**Action item:** Using the data beneath this instruction, retype only the lines from the one that contains "Category: handwritten signature" down to the one that contains "Category: house gable roof", both included, exactly as they appear.

**Exercise data:**
Segment Open

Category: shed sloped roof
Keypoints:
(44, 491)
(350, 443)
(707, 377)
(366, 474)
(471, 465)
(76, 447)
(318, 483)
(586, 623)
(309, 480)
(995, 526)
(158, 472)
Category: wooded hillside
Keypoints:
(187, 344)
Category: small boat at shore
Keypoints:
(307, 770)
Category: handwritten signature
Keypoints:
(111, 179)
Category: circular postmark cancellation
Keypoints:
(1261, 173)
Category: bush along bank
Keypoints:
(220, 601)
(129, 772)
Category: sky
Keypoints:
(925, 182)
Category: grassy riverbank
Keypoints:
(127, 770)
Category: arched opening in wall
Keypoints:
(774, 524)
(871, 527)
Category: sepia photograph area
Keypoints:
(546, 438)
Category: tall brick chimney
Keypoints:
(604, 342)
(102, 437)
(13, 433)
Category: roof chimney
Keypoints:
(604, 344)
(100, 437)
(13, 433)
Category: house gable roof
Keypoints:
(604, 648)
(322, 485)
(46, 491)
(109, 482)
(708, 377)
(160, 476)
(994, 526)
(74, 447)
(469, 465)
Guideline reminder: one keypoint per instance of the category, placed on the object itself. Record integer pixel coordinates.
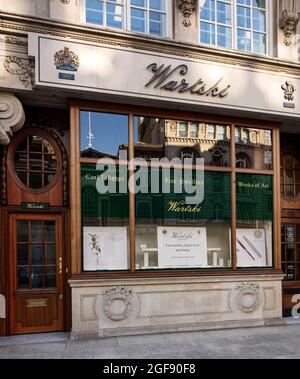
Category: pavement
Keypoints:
(282, 342)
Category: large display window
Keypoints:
(135, 205)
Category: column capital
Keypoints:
(12, 116)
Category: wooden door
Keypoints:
(36, 273)
(290, 262)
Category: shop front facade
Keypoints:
(149, 166)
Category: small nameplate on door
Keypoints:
(36, 303)
(35, 205)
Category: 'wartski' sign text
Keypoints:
(164, 78)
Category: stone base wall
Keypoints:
(138, 306)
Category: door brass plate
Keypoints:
(36, 303)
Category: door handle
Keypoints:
(60, 266)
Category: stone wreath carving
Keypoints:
(24, 70)
(187, 7)
(248, 297)
(117, 303)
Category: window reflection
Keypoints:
(159, 138)
(254, 148)
(161, 218)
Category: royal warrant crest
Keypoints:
(289, 90)
(66, 60)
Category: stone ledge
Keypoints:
(107, 282)
(148, 330)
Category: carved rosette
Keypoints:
(187, 8)
(248, 297)
(117, 303)
(12, 117)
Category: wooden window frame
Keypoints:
(13, 149)
(131, 111)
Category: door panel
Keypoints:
(290, 262)
(36, 273)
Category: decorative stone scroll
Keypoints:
(12, 117)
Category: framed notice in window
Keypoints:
(182, 247)
(105, 248)
(251, 248)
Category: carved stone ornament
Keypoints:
(289, 90)
(187, 8)
(248, 297)
(12, 117)
(22, 68)
(117, 303)
(288, 23)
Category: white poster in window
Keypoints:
(182, 247)
(105, 248)
(251, 248)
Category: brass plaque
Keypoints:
(36, 303)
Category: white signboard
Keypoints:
(98, 68)
(251, 248)
(182, 247)
(105, 248)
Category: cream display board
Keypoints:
(251, 248)
(105, 248)
(181, 247)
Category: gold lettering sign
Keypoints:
(182, 207)
(36, 303)
(253, 185)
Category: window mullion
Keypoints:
(104, 14)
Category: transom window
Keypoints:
(141, 16)
(234, 24)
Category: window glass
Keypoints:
(35, 162)
(246, 31)
(170, 233)
(35, 255)
(145, 16)
(254, 148)
(104, 195)
(254, 221)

Segment Closed

**Answer space:**
Category: handwritten signature
Keypoints:
(111, 179)
Category: circular postmark cancellation
Keypoints:
(1261, 173)
Category: bush along bank
Keypoints:
(220, 601)
(129, 772)
Category: sky
Keypoints:
(925, 182)
Category: grassy riverbank
Keypoints:
(127, 770)
Category: arched opening in wall
Keypoints:
(774, 524)
(871, 527)
Category: sepia photograph area
Keypoints:
(546, 438)
Category: tall brick chimney
Keypoints:
(604, 342)
(102, 437)
(13, 433)
Category: roof chimney
Keypoints:
(604, 344)
(100, 437)
(13, 433)
Category: house gable roof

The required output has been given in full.